▸ **REQUIREMENT**
In the entries below, find every line with "tree" and copy it.
━━━
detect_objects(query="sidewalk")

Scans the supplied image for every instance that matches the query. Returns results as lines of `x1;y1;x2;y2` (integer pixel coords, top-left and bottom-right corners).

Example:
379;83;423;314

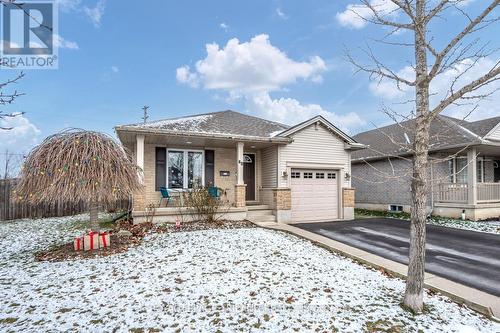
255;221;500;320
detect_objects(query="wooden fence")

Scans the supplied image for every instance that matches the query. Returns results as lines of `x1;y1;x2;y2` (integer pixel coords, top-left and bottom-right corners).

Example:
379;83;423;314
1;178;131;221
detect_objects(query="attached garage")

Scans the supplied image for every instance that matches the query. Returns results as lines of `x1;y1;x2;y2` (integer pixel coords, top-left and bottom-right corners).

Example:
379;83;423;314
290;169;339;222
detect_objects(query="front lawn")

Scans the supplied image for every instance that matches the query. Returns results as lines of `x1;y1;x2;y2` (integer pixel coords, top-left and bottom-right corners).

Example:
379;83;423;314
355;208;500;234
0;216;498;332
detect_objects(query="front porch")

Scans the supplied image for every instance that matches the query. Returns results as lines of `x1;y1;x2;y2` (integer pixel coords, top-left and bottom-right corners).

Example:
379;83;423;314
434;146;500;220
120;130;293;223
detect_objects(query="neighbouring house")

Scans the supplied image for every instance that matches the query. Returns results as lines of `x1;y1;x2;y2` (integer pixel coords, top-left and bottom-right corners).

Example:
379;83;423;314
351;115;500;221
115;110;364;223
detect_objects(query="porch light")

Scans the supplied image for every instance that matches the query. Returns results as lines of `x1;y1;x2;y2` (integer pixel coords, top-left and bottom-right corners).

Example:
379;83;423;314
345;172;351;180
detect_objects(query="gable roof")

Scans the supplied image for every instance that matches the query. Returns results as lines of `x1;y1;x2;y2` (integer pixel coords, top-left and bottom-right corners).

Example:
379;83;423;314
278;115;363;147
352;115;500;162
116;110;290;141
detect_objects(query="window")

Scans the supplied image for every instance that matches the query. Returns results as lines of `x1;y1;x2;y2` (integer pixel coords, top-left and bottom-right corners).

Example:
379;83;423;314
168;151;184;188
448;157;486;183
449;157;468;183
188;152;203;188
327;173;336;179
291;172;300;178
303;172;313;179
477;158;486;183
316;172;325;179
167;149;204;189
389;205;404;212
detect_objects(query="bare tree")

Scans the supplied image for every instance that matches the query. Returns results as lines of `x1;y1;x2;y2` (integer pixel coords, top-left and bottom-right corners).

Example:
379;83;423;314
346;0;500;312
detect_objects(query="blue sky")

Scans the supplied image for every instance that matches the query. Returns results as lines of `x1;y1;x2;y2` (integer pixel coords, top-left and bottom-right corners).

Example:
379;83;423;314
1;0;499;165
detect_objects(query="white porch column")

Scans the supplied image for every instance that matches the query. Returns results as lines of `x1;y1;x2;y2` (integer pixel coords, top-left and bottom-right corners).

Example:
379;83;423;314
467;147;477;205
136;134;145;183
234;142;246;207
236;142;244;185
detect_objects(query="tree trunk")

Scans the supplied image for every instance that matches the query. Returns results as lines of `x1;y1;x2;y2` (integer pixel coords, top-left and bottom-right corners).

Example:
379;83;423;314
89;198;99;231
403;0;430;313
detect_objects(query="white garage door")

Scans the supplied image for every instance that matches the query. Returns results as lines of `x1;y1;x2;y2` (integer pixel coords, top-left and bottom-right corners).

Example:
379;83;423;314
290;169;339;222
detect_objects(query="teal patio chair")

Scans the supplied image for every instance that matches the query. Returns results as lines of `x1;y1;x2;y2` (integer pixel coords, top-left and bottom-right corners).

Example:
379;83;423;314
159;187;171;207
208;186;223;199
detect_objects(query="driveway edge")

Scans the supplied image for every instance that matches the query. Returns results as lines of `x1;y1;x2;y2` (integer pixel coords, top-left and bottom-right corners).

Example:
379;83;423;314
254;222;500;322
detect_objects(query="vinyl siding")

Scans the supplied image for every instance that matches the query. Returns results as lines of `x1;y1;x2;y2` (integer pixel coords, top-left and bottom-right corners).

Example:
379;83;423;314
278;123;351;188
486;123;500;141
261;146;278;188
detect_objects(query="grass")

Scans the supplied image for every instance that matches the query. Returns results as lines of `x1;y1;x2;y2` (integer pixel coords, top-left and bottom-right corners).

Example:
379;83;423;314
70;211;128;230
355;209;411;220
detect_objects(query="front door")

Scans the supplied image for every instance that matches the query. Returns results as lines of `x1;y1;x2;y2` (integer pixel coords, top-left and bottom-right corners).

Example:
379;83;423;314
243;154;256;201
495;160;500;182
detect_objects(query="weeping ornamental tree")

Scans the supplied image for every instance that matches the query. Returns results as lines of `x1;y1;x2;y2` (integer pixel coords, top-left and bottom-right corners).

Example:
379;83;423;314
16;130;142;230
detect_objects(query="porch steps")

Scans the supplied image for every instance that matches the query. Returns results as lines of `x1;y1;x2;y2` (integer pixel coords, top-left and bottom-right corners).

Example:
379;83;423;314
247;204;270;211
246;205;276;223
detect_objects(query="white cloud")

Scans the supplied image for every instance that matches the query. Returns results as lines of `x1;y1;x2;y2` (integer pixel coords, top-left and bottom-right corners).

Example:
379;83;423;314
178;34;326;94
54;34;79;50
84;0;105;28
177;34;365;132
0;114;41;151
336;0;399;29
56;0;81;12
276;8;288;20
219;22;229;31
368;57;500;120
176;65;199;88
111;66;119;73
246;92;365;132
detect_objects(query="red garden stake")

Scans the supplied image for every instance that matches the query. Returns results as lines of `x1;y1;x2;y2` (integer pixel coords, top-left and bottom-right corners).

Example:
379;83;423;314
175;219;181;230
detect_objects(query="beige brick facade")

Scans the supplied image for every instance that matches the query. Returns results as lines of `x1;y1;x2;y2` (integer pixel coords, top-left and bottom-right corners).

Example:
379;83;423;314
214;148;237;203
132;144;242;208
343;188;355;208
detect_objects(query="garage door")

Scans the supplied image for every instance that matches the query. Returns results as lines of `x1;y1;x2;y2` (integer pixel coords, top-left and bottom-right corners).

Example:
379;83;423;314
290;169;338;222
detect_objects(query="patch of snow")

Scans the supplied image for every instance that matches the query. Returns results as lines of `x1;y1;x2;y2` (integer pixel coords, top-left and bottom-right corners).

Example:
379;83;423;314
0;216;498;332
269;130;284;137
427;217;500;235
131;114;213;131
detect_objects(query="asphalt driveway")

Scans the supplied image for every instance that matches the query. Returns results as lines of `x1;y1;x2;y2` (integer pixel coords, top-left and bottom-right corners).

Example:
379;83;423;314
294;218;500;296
━━━
▸ **REPLY**
detect_objects(query="bare tree")
detect_objects(query="tree trunk")
detect_objects(query="weeping ornamental tree")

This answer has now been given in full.